## EXERCISE AIM
Collect every line of the items below that contains the string "slope", treating uppercase and lowercase letters as distinct.

(Region labeling entries)
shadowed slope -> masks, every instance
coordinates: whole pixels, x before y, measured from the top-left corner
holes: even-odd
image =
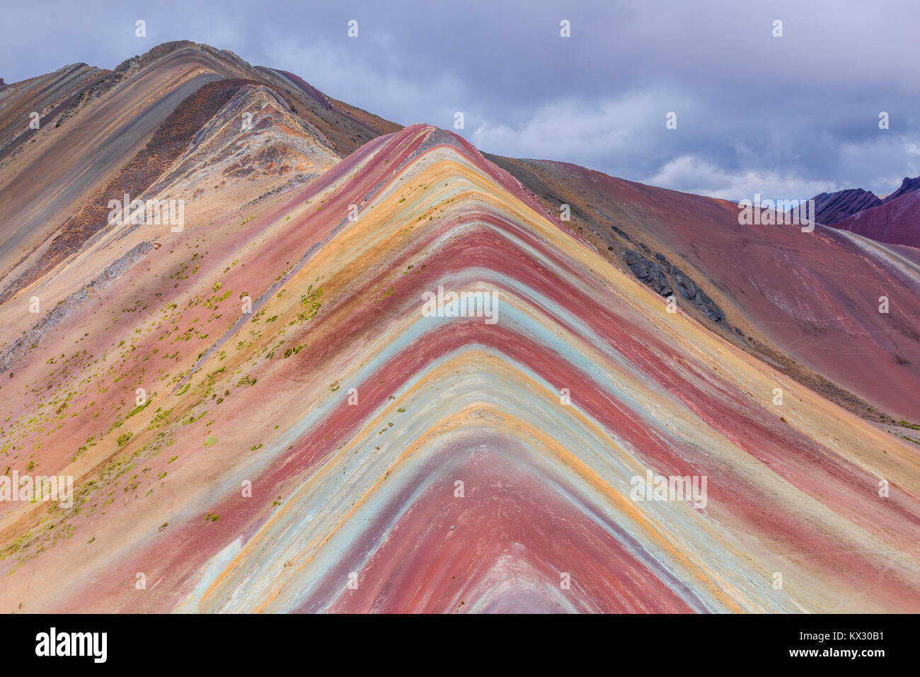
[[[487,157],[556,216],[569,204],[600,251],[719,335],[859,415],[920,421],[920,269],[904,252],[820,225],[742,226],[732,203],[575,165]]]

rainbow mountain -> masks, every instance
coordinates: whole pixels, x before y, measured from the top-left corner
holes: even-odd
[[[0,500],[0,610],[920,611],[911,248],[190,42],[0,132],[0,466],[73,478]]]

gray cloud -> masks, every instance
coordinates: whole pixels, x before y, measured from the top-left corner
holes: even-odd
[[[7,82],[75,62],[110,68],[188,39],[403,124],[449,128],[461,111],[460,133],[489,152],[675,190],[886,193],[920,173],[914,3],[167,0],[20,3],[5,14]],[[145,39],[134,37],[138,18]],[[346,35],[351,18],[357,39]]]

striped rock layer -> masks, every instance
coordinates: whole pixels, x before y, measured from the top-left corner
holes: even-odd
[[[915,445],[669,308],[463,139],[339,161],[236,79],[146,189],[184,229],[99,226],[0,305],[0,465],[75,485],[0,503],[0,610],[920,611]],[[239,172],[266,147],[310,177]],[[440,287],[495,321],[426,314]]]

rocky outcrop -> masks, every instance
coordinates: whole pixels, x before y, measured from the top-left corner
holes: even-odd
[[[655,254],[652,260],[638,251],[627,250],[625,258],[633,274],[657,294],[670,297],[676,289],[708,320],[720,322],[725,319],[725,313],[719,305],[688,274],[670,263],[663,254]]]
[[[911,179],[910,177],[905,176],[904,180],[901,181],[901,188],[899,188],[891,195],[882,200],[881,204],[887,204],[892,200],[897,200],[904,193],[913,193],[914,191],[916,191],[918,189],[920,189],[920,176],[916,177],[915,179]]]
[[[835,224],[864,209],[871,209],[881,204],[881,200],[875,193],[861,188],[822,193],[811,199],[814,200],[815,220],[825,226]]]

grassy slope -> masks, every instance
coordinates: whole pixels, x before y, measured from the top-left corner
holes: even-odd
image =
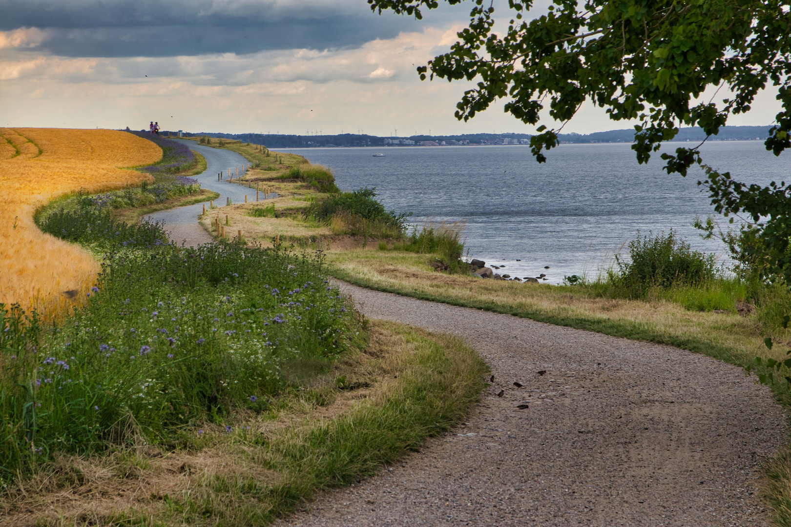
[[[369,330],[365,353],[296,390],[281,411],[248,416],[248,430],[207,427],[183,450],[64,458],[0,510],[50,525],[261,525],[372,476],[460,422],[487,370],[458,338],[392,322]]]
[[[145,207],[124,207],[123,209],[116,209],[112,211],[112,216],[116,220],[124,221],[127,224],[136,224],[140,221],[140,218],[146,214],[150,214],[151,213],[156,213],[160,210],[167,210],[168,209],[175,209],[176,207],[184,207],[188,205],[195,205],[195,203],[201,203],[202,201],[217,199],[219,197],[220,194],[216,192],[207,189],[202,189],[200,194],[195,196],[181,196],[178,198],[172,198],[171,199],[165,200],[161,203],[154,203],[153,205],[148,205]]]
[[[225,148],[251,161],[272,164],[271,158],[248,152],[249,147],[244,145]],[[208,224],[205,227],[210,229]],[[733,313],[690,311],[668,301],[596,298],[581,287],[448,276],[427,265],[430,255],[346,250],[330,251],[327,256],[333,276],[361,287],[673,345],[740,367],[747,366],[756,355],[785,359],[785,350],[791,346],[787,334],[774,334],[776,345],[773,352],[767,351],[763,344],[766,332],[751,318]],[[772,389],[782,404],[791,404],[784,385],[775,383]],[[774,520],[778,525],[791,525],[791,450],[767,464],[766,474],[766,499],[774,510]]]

## RESULT OF THE TASK
shadowed slope -> masks, every instance
grassy slope -> masks, every instance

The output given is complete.